[Petunjuk Tugas] Ganti setiap kemunculan "whereabouts" dengan "where" di seluruh data di bawah ini, lalu tuliskan kembali data tersebut tanpa perubahan lain. Jangan sertakan gambar dalam jawaban.
--- Daftar Entri ---
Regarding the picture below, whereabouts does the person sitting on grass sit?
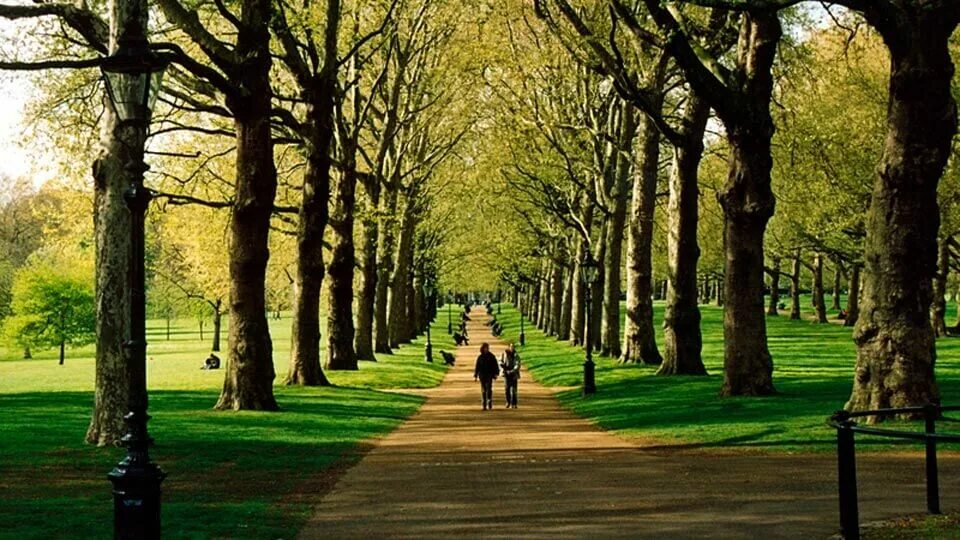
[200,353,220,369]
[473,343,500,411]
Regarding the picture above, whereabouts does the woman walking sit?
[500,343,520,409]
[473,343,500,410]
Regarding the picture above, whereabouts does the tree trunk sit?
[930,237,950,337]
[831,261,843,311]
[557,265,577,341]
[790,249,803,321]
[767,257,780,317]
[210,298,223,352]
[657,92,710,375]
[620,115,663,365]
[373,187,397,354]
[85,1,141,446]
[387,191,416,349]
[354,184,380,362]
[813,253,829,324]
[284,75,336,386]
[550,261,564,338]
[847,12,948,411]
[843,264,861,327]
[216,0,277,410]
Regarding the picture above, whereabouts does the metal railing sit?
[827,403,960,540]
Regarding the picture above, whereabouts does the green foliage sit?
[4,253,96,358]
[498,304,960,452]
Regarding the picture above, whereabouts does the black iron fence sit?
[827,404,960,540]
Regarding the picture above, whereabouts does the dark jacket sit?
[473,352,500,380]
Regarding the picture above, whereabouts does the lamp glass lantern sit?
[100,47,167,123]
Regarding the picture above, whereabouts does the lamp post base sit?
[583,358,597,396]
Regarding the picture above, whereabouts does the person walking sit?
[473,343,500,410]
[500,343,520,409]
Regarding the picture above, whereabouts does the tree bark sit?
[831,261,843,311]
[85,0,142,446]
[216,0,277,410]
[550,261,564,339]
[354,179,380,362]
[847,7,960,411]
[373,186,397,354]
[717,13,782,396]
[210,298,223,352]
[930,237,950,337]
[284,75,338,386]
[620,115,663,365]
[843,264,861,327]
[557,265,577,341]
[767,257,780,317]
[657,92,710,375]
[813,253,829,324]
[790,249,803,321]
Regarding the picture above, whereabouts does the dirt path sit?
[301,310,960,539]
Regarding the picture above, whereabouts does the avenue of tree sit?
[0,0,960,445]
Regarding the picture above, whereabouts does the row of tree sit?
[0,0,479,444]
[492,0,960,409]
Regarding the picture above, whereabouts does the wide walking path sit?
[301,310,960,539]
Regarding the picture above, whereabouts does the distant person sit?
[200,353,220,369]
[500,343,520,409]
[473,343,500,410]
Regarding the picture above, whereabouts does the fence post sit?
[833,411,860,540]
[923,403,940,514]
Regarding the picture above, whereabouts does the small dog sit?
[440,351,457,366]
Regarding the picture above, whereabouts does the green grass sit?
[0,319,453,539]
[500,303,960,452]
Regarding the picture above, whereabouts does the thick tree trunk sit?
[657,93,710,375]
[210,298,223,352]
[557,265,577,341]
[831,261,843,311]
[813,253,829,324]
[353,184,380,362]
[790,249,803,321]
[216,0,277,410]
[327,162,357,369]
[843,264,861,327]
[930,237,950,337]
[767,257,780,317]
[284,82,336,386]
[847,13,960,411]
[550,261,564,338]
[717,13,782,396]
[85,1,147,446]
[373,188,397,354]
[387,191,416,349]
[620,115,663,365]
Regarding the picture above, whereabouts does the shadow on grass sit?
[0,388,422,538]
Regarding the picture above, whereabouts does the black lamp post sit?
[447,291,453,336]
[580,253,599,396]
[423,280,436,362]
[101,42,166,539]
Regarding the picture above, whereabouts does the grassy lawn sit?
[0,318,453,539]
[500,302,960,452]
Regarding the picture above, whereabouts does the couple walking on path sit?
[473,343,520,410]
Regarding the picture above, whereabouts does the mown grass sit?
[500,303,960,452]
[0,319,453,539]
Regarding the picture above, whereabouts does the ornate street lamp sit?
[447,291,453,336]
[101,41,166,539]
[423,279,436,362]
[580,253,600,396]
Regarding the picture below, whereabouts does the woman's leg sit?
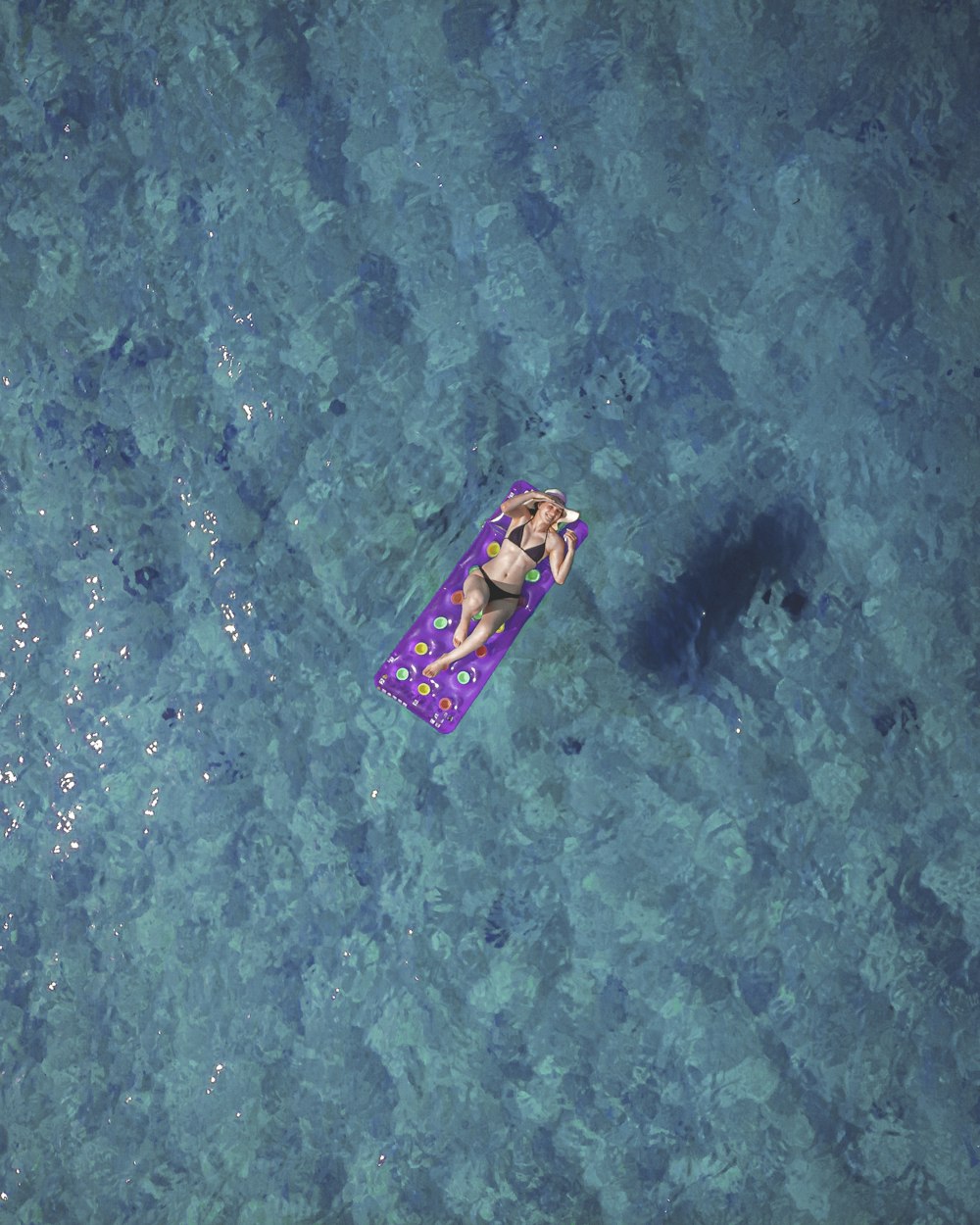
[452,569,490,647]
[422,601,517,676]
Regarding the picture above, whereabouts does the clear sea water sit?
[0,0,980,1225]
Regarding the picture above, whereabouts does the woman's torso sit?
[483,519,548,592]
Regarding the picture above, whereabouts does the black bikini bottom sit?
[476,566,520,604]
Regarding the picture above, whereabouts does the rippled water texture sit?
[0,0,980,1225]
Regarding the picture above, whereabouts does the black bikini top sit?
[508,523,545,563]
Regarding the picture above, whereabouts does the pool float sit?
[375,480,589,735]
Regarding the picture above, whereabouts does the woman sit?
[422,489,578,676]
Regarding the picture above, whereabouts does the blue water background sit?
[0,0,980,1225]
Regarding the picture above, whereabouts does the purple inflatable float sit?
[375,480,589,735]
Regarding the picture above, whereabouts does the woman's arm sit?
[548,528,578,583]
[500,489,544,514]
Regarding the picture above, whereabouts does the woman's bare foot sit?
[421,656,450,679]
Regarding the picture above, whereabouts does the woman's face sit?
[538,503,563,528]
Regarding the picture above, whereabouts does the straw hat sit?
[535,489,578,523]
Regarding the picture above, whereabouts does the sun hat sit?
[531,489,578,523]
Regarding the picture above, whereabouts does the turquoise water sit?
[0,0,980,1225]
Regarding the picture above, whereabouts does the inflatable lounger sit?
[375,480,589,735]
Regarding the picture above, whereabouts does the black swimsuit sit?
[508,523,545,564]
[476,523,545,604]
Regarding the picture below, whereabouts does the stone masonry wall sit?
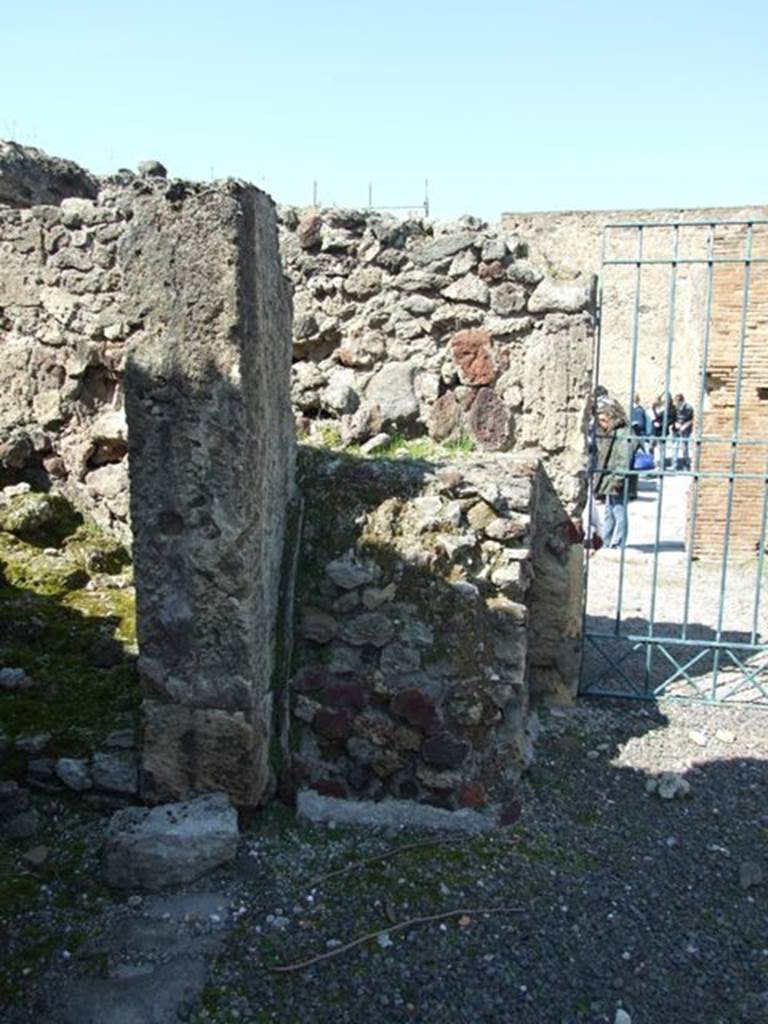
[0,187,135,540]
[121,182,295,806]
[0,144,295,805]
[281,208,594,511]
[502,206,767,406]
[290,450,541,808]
---
[Penyelesaian Latihan]
Regarding the picture below, where does the person sitting on grass sit?
[200,353,220,369]
[473,343,500,411]
Regarding the picture above, where does the woman walking sit?
[500,343,520,409]
[473,343,500,410]
Regarding the picture above, where does the tree trunk sit?
[930,237,950,337]
[831,261,843,311]
[557,265,577,341]
[790,249,803,321]
[767,257,780,317]
[210,298,223,352]
[657,92,710,375]
[620,115,663,365]
[373,187,397,354]
[85,1,141,446]
[387,191,416,349]
[354,184,380,362]
[813,253,829,324]
[284,75,336,386]
[550,261,564,338]
[847,12,948,411]
[843,264,861,327]
[216,0,277,410]
Regarding the picture above, where does the metal railing sit?
[827,403,960,540]
Regarding the picture above, where does the green foliage sit?
[4,253,96,358]
[498,304,960,452]
Regarding the picture above, where does the black iron fence sit?
[827,404,960,540]
Regarding the picture above, where does the dark jacket sit?
[473,352,500,380]
Regarding the picture above, where does the lamp glass lantern sit?
[100,47,167,123]
Regarding the picture above, where does the lamp post base sit?
[583,358,597,396]
Regarding the picture above, where does the person walking sit?
[473,343,500,410]
[500,343,520,409]
Regarding the picture above, where does the tree bark sit?
[831,261,843,311]
[85,0,142,446]
[216,0,277,410]
[550,261,564,339]
[354,179,380,362]
[847,7,960,411]
[373,186,397,354]
[717,13,782,396]
[210,298,223,352]
[930,237,950,337]
[284,75,338,386]
[620,115,663,365]
[843,264,861,327]
[557,265,577,341]
[767,257,780,317]
[657,92,710,375]
[813,253,829,324]
[790,249,803,321]
Regarding the picture above, where does the dirt path sit?
[301,310,960,539]
Regarding the picture above, where does the avenue of tree sit?
[0,0,960,445]
Regarding the picture above, where does the row of tree sit?
[0,0,479,444]
[492,0,960,409]
Regarding the picture above, where does the wide walking path sit?
[301,310,960,539]
Regarding the picture above, where does the distant person sit?
[200,353,220,369]
[500,343,520,409]
[473,343,500,410]
Regarding the picture above, where does the fence post sit?
[833,411,860,540]
[923,403,940,514]
Regarding the picture above, where does the small dog sit?
[440,351,457,366]
Regarding the picture above, where does the green grass sit?
[0,319,453,539]
[500,303,960,452]
Regarding the picture above, where does the thick tree trunk sit?
[657,93,710,375]
[210,298,223,352]
[557,265,577,341]
[831,261,843,311]
[813,253,829,324]
[353,184,380,362]
[790,249,803,321]
[216,0,277,410]
[327,162,357,369]
[843,264,861,327]
[930,237,950,337]
[767,257,780,317]
[284,82,336,386]
[847,13,960,411]
[550,261,564,338]
[717,13,782,396]
[85,1,147,446]
[373,188,397,354]
[387,191,416,349]
[620,115,663,365]
Regarding the picture above, where does the shadow on grass sit?
[0,388,422,538]
Regarding the picture above, where does the black lamp post sit?
[447,291,453,336]
[580,253,599,396]
[423,280,436,362]
[101,42,166,539]
Regarding the picture above, where does the grassy lawn sit?
[0,318,453,539]
[500,302,960,452]
Regarding the picture above, where does the couple walking on path sit?
[473,343,520,410]
Regarding the picture above, where does the mown grass sit?
[500,303,960,452]
[0,319,453,539]
Regarding the picture above, where does the ornate street lamp sit?
[447,291,453,336]
[101,41,166,539]
[423,279,436,362]
[580,253,600,396]
Regarding the picture below, where does the woman's leg sit?
[452,569,490,647]
[422,601,517,676]
Regarding the picture above, where does the clear sea water sit?
[0,0,980,1225]
Regarding the picture above, where does the woman's torso sit?
[483,519,548,592]
Regarding the picture above, where does the black bikini bottom sit?
[476,566,520,604]
Regarding the picture above, where does the rippled water texture sit?
[0,0,980,1225]
Regarding the picture above, where does the black bikini top sit?
[508,523,545,563]
Regarding the picture above, where does the pool float sit?
[375,480,589,735]
Regarding the picture above, where does the woman sit?
[422,489,578,676]
Regarding the picture above, where does the blue water background sit?
[0,0,980,1225]
Regarding the picture above, where does the purple inflatable float sit?
[375,480,589,735]
Regarding the picture above, where does the woman's arm sit?
[548,528,578,583]
[500,489,544,514]
Regarding the picture above, where does the woman's bare foot sit?
[421,656,450,679]
Regarding the picture above, where does the woman's face sit?
[538,503,563,528]
Regarding the picture above, where does the straw hat sit?
[535,489,578,523]
Regarding the picture above, where does the sun hat sit?
[531,489,578,523]
Regarding the picture above, where does the turquoise water sit?
[0,0,980,1225]
Regarding the picture above, where does the inflatable lounger sit?
[375,480,589,735]
Regarding the picture above, where does the black swimsuit sit?
[508,523,545,564]
[476,523,545,604]
Regarding the picture below, where does the stone masonry wall sit?
[0,187,135,540]
[121,182,295,806]
[0,144,295,805]
[281,208,594,511]
[502,206,767,406]
[290,450,541,808]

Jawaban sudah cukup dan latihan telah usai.